Objective
Could you return each line from the one bearing "Indicate the flat" through the last line of the entries, exactly as it stands, with no pictures?

================

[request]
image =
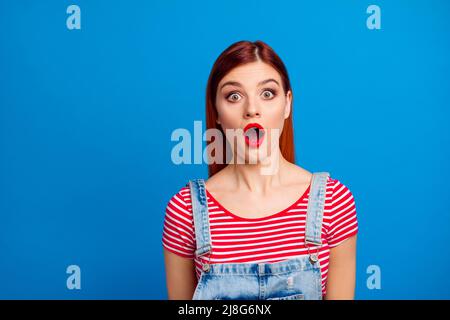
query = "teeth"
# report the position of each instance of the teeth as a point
(254, 133)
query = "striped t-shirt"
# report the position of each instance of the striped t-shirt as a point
(272, 238)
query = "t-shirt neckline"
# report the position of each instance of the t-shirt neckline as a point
(221, 207)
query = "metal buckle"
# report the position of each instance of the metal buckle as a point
(313, 257)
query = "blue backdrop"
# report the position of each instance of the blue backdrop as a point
(87, 115)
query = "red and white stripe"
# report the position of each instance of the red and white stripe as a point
(269, 239)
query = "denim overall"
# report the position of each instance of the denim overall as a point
(297, 278)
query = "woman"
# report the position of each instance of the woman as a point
(245, 234)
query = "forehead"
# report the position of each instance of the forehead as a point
(251, 73)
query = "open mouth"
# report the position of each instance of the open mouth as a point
(254, 134)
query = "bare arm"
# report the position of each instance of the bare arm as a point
(180, 276)
(342, 271)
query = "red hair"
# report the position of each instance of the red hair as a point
(237, 54)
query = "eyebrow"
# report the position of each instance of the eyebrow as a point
(235, 83)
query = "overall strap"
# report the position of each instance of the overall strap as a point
(314, 213)
(201, 216)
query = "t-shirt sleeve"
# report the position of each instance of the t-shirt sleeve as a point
(178, 231)
(343, 220)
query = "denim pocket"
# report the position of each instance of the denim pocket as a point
(297, 296)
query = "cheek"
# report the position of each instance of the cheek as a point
(229, 116)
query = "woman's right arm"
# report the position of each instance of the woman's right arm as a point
(180, 276)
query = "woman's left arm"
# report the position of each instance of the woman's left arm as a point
(342, 271)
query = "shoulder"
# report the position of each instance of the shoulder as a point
(339, 190)
(180, 202)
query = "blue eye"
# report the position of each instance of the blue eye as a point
(269, 93)
(233, 94)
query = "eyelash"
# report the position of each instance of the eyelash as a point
(274, 92)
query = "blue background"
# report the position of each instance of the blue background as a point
(86, 119)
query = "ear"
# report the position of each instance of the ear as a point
(287, 108)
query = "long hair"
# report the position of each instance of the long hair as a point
(237, 54)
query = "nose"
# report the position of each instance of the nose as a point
(252, 111)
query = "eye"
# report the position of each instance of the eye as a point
(268, 94)
(233, 97)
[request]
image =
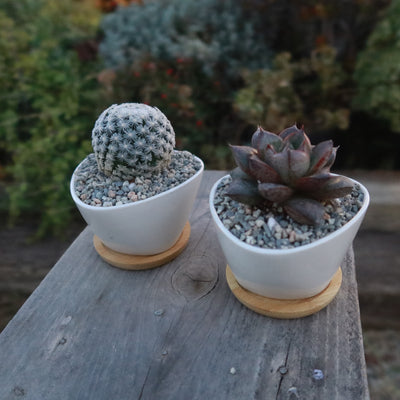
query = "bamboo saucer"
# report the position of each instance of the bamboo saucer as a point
(137, 262)
(284, 309)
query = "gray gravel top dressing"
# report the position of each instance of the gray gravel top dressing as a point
(273, 228)
(96, 189)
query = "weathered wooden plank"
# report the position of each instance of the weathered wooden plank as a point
(91, 331)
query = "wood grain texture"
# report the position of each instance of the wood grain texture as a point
(94, 332)
(286, 309)
(135, 262)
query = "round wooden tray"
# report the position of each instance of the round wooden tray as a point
(135, 262)
(284, 309)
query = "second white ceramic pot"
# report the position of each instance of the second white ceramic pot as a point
(146, 227)
(294, 273)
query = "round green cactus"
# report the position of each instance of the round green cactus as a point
(132, 139)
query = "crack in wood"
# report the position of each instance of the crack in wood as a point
(283, 365)
(144, 383)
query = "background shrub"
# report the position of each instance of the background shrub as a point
(216, 68)
(377, 72)
(48, 103)
(309, 91)
(211, 32)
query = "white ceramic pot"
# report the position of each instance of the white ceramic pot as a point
(294, 273)
(145, 227)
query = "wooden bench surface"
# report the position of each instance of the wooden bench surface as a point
(92, 331)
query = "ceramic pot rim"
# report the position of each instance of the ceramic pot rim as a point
(305, 247)
(108, 209)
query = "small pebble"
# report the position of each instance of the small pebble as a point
(318, 374)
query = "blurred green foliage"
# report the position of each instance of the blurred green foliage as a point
(310, 92)
(48, 101)
(377, 72)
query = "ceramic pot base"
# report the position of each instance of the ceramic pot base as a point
(136, 262)
(284, 309)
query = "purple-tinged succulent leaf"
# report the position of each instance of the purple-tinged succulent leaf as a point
(238, 173)
(244, 191)
(279, 162)
(262, 138)
(305, 211)
(313, 183)
(336, 186)
(262, 171)
(330, 160)
(320, 155)
(275, 192)
(290, 131)
(306, 145)
(299, 163)
(241, 155)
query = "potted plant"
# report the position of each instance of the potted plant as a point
(285, 222)
(135, 191)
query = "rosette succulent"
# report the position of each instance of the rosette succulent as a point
(287, 169)
(132, 139)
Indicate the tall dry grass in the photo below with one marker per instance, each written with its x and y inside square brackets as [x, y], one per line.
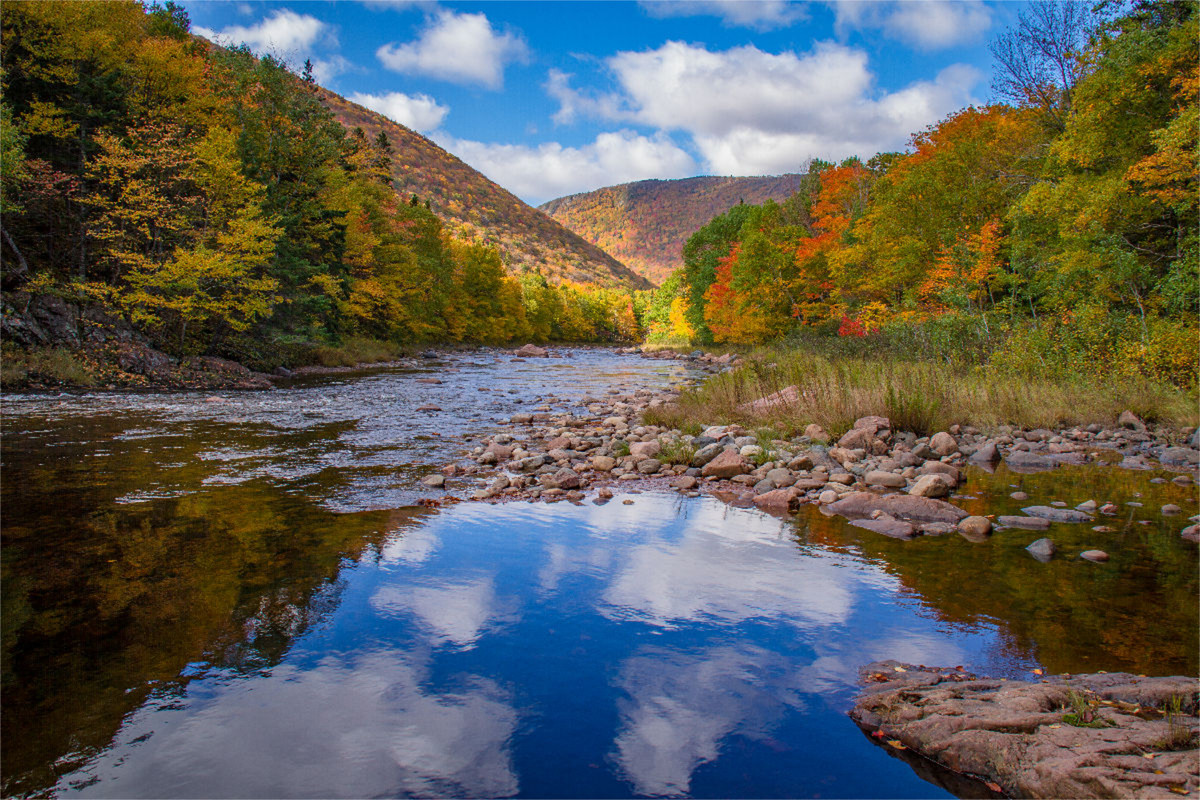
[916, 396]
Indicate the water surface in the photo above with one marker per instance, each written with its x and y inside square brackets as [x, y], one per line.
[231, 599]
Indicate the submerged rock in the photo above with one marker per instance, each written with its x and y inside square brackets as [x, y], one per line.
[1020, 734]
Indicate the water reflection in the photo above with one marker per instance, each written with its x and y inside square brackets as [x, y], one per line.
[361, 727]
[679, 707]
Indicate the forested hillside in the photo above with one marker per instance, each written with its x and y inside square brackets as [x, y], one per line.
[474, 206]
[208, 202]
[646, 223]
[1055, 233]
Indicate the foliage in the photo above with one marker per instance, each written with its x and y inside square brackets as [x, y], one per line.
[215, 200]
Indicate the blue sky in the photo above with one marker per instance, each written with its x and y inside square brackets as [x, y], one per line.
[555, 97]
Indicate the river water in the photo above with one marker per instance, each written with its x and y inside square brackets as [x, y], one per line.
[216, 594]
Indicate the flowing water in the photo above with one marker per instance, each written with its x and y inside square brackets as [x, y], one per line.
[217, 594]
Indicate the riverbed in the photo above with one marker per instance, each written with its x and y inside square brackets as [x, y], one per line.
[221, 594]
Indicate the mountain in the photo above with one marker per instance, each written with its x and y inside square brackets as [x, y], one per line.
[646, 224]
[467, 202]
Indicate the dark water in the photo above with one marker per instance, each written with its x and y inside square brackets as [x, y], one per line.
[227, 600]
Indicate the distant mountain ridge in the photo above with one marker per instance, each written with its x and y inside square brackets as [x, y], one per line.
[645, 224]
[469, 203]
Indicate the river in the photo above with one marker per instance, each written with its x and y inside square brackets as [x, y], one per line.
[217, 594]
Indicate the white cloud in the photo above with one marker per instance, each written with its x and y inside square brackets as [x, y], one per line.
[418, 112]
[750, 112]
[928, 25]
[460, 48]
[759, 14]
[550, 170]
[282, 34]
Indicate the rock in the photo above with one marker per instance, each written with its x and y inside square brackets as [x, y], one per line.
[604, 463]
[816, 433]
[1129, 420]
[879, 477]
[1013, 733]
[777, 499]
[987, 453]
[888, 527]
[1057, 515]
[1025, 462]
[1027, 523]
[649, 465]
[930, 486]
[857, 439]
[1042, 549]
[645, 449]
[903, 506]
[707, 453]
[1180, 456]
[565, 479]
[726, 464]
[975, 528]
[532, 352]
[937, 468]
[943, 444]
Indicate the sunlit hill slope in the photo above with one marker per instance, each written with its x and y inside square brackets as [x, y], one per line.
[468, 202]
[645, 224]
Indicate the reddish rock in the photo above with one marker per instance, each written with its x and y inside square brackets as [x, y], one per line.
[1017, 735]
[726, 464]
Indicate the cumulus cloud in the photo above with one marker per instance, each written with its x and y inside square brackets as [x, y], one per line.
[928, 25]
[549, 170]
[750, 112]
[460, 48]
[280, 34]
[418, 112]
[759, 14]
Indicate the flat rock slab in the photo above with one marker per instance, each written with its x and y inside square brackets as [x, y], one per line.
[1027, 523]
[858, 505]
[1013, 733]
[1057, 515]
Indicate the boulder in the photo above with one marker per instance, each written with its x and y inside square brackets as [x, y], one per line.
[707, 453]
[879, 477]
[645, 449]
[777, 499]
[1042, 549]
[901, 506]
[1057, 515]
[975, 528]
[726, 464]
[943, 444]
[987, 453]
[532, 352]
[1026, 523]
[816, 433]
[888, 527]
[930, 486]
[1015, 734]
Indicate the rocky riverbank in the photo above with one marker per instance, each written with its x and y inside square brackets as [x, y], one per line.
[1103, 735]
[893, 482]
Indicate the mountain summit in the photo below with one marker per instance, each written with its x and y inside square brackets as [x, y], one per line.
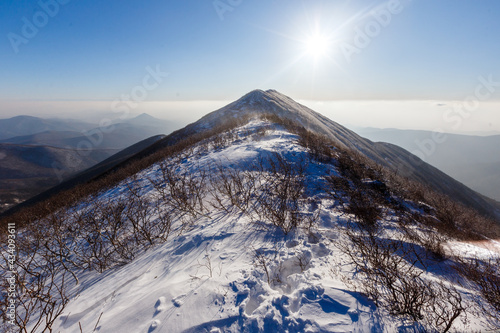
[388, 155]
[256, 218]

================

Response to this task
Indicate the flat rock slab in the photo above with one marker per instance, each written with its x and y inside square brackets as [x, y], one per line.
[1027, 523]
[858, 505]
[1013, 733]
[1057, 515]
Indicate the boulder in the photo above with one marker per instance, each written with its x and y inside square brackets as [x, y], one per line.
[707, 453]
[879, 477]
[645, 449]
[777, 499]
[1042, 549]
[901, 506]
[1057, 515]
[975, 528]
[726, 464]
[943, 444]
[987, 453]
[532, 352]
[1026, 523]
[816, 433]
[888, 527]
[930, 486]
[1015, 734]
Indicate the rocky riverbank in the photo above with one marker per instance, each written with its x and y inside square brackets as [x, y], one per line.
[1103, 735]
[893, 482]
Indicate the mountain summit in the photo below with one marker per instance, each written with its x and y inside square brackets as [x, y], one per line.
[388, 155]
[256, 218]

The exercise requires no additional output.